Schreibstube: Die Anatomie der Romance – Tipps zur perfekten Liebesgeschichte

(Fast) Nur die Liebe zählt … so ist es zumindest in der Belletristik. Je nachdem, wo man bei den Cross-Genre-Büchern die Grenze zieht, sind zwischen 40 und 60% der Charts fest in romantischen Händen. Im Skoutz-Wiki haben wir uns jüngst erst mit dem Wesen des Liebesromans befasst und so ist es naheliegend, in der Schreibstube einmal zu sehen, wie man über Liebe schreibt.

Neben grundsätzlichen Vorüberlegungen, die unabhängig vom Genre jedem Schreibprojekt vorangehen sollten, gibt es natürlich auch speziell für Liebesgeschichten wichtige, oder jedenfalls wichtigere Themen. Das alles ist Handwerk, das man zum Schreiben eines guten Textes braucht. Der kreativste Geist ist zum Scheitern verurteilt, wenn er seine Ideen nicht so wie er sie denkt, nachvollziehbar aufs Papier bringt.

Braucht ein gutes Buch Handwerk oder Kreativität? Wir sagen: beides.

■ GESPEICHERTE DATEN:

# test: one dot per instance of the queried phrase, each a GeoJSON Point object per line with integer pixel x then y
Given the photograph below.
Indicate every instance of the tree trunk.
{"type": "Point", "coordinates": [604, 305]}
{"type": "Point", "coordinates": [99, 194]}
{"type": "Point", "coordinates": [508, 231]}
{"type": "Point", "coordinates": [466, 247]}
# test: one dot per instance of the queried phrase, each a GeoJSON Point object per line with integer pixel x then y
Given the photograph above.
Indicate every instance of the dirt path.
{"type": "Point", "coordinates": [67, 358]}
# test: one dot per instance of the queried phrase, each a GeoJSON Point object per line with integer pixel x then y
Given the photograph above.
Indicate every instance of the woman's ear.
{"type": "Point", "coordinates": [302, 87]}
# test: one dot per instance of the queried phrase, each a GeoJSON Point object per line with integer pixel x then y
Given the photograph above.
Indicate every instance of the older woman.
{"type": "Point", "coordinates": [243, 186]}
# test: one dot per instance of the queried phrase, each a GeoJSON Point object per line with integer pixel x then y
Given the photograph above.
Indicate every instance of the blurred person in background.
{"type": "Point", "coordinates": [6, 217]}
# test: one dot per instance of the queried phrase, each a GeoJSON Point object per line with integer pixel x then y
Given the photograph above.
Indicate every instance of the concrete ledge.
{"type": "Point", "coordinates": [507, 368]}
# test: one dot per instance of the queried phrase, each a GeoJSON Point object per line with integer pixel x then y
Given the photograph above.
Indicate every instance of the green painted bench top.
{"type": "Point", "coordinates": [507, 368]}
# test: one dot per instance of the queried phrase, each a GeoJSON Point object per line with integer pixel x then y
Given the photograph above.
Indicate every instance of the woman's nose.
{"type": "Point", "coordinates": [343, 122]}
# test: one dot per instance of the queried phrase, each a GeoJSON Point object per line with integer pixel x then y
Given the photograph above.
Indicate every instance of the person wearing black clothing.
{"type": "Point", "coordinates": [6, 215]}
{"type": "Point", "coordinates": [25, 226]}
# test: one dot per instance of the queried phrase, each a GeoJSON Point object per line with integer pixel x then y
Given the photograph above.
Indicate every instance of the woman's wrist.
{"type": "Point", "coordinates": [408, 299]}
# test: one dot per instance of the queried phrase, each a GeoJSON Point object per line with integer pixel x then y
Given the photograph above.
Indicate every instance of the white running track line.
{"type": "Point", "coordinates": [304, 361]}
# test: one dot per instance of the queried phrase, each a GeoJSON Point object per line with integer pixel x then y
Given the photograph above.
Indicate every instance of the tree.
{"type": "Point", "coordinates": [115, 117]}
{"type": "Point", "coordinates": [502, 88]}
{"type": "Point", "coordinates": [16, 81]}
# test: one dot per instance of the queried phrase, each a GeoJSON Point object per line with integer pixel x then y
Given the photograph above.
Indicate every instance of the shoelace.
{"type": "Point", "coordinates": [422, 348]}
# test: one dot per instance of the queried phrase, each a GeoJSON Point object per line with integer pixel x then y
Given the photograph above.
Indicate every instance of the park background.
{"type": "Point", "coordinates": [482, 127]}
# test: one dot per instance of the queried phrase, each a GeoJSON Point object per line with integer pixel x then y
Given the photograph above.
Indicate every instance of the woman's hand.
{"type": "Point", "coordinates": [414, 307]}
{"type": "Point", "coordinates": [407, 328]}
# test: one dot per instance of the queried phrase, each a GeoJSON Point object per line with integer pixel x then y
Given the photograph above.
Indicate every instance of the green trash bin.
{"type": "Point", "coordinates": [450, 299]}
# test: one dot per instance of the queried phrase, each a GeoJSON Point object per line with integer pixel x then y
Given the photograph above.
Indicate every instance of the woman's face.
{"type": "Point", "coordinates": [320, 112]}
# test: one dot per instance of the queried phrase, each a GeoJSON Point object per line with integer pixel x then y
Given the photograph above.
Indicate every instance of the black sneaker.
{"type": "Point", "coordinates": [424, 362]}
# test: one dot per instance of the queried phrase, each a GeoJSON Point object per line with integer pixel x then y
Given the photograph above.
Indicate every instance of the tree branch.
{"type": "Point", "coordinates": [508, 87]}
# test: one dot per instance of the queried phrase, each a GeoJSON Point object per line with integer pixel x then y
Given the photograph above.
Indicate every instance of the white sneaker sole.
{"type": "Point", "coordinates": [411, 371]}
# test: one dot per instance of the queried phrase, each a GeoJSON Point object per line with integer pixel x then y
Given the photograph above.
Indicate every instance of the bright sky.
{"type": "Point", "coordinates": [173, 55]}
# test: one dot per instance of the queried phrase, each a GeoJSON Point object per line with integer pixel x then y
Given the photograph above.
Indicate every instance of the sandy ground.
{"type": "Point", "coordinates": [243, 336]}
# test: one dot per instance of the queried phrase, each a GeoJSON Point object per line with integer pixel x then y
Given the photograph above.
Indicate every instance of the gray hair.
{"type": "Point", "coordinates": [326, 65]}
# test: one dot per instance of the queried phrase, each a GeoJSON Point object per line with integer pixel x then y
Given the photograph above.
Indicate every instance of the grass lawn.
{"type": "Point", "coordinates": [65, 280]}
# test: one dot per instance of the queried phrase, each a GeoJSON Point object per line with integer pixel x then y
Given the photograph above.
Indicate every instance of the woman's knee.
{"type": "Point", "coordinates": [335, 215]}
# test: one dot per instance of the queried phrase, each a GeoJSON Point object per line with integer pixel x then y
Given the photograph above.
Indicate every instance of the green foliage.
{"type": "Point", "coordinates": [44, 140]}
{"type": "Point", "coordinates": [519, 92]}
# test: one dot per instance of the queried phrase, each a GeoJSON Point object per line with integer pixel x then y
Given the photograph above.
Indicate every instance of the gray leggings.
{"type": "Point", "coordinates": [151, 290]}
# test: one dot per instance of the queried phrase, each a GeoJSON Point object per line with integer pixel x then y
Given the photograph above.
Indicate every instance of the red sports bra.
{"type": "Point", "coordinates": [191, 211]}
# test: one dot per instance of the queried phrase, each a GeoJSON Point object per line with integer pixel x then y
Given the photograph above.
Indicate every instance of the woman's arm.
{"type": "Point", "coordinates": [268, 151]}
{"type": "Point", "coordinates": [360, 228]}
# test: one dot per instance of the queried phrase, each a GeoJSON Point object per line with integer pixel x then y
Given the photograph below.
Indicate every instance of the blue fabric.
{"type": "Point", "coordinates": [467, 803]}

--

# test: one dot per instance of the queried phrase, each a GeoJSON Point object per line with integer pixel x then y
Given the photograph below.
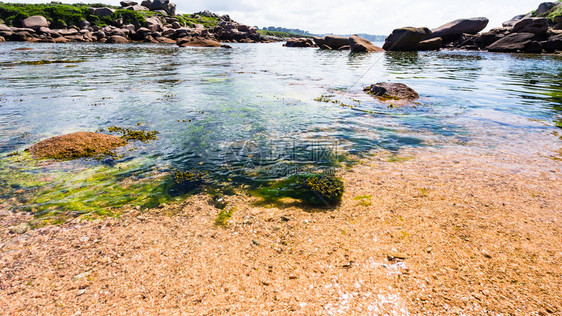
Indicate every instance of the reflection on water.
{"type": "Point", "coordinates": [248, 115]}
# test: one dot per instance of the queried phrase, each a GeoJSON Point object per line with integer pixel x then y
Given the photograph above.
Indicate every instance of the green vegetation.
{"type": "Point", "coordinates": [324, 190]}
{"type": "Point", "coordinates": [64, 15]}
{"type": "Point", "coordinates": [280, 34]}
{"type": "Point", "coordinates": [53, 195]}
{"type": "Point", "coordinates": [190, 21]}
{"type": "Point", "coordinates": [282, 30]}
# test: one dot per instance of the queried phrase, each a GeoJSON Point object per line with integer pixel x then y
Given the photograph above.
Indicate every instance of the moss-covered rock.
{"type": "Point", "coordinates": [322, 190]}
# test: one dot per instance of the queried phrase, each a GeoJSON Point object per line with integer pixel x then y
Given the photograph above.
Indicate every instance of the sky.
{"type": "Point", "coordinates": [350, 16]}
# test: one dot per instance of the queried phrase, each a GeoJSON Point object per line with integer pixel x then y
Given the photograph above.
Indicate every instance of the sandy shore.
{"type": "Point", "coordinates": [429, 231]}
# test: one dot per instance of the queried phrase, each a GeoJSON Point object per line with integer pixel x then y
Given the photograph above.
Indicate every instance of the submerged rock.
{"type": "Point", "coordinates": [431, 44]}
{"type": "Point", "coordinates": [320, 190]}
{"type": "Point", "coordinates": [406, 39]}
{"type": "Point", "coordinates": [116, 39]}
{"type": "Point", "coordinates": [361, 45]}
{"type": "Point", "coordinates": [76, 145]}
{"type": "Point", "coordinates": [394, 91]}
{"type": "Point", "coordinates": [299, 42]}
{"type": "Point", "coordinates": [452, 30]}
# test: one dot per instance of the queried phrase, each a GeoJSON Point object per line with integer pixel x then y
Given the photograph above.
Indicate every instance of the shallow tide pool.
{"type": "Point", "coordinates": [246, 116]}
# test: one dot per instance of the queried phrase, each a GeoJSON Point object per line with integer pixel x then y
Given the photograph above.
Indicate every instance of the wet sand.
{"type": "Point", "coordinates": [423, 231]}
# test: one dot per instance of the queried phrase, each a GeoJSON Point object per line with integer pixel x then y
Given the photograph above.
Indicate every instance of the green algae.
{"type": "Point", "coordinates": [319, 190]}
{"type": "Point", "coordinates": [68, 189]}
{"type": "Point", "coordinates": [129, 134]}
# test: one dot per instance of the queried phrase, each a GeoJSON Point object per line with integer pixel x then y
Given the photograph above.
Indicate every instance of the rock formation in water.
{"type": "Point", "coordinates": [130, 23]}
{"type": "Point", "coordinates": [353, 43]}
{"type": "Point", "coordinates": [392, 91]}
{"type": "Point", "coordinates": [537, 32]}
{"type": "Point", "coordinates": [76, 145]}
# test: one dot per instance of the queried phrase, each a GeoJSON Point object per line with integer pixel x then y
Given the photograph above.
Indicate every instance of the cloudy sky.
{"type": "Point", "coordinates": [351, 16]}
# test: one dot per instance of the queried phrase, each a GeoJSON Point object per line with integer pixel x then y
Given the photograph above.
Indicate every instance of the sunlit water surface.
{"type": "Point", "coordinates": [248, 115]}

■ AUFGABE 1:
Beantworte zum Artikel über Liebesgeschichten:
(a) Welchen Anteil der Charts halten romantische Titel laut Artikel?
(b) Wo hat man sich jüngst mit dem Wesen des Liebesromans befasst?
(c) Was braucht ein gutes Buch nach Aussage des Artikels: Handwerk oder Kreativität?
■ AUFGABE 2: Benenne im Artikel über Liebesgeschichten „Handwerk“ in „Technik“ um und gib den Abschnitt neu aus: Beginne bei den Worten „(Fast) Nur die“, höre nach „Wir sagen: beides.“ auf.
■ AUFGABE 3: Schreib den Artikel über Liebesgeschichten im Anschluss an seinen letzten Satz weiter.

■ ANTWORT 1:
(a) Zwischen 40 und 60 %, je nachdem, wo man bei den Cross-Genre-Büchern die Grenze zieht.
(b) Im Skoutz-Wiki.
(c) Beides.

■ ANTWORT 2:
(Fast) Nur die Liebe zählt … so ist es zumindest in der Belletristik. Je nachdem, wo man bei den Cross-Genre-Büchern die Grenze zieht, sind zwischen 40 und 60% der Charts fest in romantischen Händen. Im Skoutz-Wiki haben wir uns jüngst erst mit dem Wesen des Liebesromans befasst und so ist es naheliegend, in der Schreibstube einmal zu sehen, wie man über Liebe schreibt.

Neben grundsätzlichen Vorüberlegungen, die unabhängig vom Genre jedem Schreibprojekt vorangehen sollten, gibt es natürlich auch speziell für Liebesgeschichten wichtige, oder jedenfalls wichtigere Themen. Das alles ist Technik, das man zum Schreiben eines guten Textes braucht. Der kreativste Geist ist zum Scheitern verurteilt, wenn er seine Ideen nicht so wie er sie denkt, nachvollziehbar aufs Papier bringt.

Braucht ein gutes Buch Technik oder Kreativität? Wir sagen: beides.

■ ANTWORT 3:
Das Grundgerüst der Liebesgeschichte
Schwerpunkt

Auch wenn wir immer sagen, dass man sich von den Genreschubladen nicht knechten lassen soll, ist es vielfach hilfreich, wenn man sich auf einen Schwerpunkt konzentriert. Ein Fantasyroman, in dem auch eine Liebesgeschichte vorkommt, ist etwas anderes als eine Liebesgeschichte im fantastischen Umfeld. Ebenso ist ein humorvolles Buch in seinem Grundgerüst anders anzulegen als ein Drama – auch wenn das nicht heißt, dass in einem Drama nicht auch lustige Szenen vorkommen können oder ein Humorbuch nicht auch einen traurigen Twist verträgt.

Romance ist ein Plot-Genre, das sich anhand seiner Handlung, einer Liebesgeschichte, definiert. Das heißt, man kann (und muss) ihn mit einem beliebigen Set-Genre kombinieren, indem man entscheidet, ob er in Vergangenheit, Gegenwart oder Zukunft spielt. Oder in einer Welt, die es so nicht gibt, das wäre dann Fantasy.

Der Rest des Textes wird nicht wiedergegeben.